## BEGIN Quoted text

Hash File Key Columns

nkln@you · Post by **nkln@you** » Thu Mar 08, 2007 9:26 pm

I am populating 13 columns into a hash file. Out of which first 6 columns are keys, as these 6 columns make the record unique.

The same hash file is used as a look up in transformer. This hash file is looked up by input source. I need to compare only first 4 columns of hash files with that of source.

So, for that, while reading from hash file, I need to make only first 4 columns of hash file as keys in transforemr because if the 5th & 6th column are made as key, there is no field in source to compare, and it gives me error.

But if i make only 1st 4 fields as keys, the incoming data from hash file is wrong, and so look up is not done properly. Wrong in the sense the values for columns are interchanged in hash file while reading.

If I make only 4 fileds as keys while populating hash file, only latest values for 5th & 6TH columns will be present as it overides the old values.

What is the solution for this. I need to compare only 1st 4 fields, but the hash file has to be populated with 6 fields

kumar_s · Post by **kumar_s** » Thu Mar 08, 2007 9:42 pm

Are the key that you lookup in the transformer are first 4 and not 3rd,4th,5th and 6th. If so change the order, maintain the same order while populating as well as lookup operation.

oacvb · Post by **oacvb** » Thu Mar 08, 2007 9:56 pm

Could you please explain why you wanted to create hash file with 6 key columns when you are using only 4 for lookup.

I don't think you can create hash file with 6 key columns and using only 4 key columns. Because Hash file work in the following way.

When it stores the data, hash key will be generated for all unique key columns and based on that it will be stored / retrieved from hash file. if you use only a few as key in lookup wrong hash key will be generated which will fetch wrong values.

kumar_s · Post by **kumar_s** » Thu Mar 08, 2007 10:03 pm

It is Hahsed file and not Hash file.
And the hashing mecanism is for the whole keys rather than the keys.
Its basically stores the data based on the order of the field. The position can be still changed while reading the file using the "Position" option. But care should be take while using this. It will totally confuse the order of the fields.

## END Quoted text
## BEGIN Records for the task

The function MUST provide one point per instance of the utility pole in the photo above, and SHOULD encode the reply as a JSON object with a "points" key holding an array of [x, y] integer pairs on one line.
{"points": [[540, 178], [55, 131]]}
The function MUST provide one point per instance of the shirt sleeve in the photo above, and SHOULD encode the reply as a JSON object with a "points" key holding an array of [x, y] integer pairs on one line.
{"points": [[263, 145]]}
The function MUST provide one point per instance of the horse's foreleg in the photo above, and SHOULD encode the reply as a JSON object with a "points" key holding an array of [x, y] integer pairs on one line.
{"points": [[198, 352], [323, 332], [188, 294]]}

## END Records for the task
## BEGIN Records for the task

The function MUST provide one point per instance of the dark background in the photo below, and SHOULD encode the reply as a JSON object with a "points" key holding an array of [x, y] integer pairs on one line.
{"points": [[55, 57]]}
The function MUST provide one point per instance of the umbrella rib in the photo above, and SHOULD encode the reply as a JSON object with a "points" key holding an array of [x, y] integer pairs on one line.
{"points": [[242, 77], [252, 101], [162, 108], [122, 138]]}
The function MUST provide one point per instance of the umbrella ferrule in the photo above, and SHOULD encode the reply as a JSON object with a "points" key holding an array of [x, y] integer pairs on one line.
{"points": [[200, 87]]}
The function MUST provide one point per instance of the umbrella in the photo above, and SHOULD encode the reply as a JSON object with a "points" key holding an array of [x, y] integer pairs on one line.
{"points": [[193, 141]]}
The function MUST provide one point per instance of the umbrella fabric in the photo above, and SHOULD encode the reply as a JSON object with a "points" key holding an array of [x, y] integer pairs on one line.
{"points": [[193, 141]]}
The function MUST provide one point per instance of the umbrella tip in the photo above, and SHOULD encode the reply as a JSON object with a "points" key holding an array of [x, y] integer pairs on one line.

## END Records for the task

Written tasks.
**A.** List the posting times shown in the forum thread on hash file key columns.
**B.** Report every line of the listing that contains the word "below".

Expected responses.
**A.** 9:26 pm, 9:42 pm, 9:56 pm, 10:03 pm

**B.**
The function MUST provide one point per instance of the dark background in the photo below, and SHOULD encode the reply as a JSON object with a "points" key holding an array of [x, y] integer pairs on one line.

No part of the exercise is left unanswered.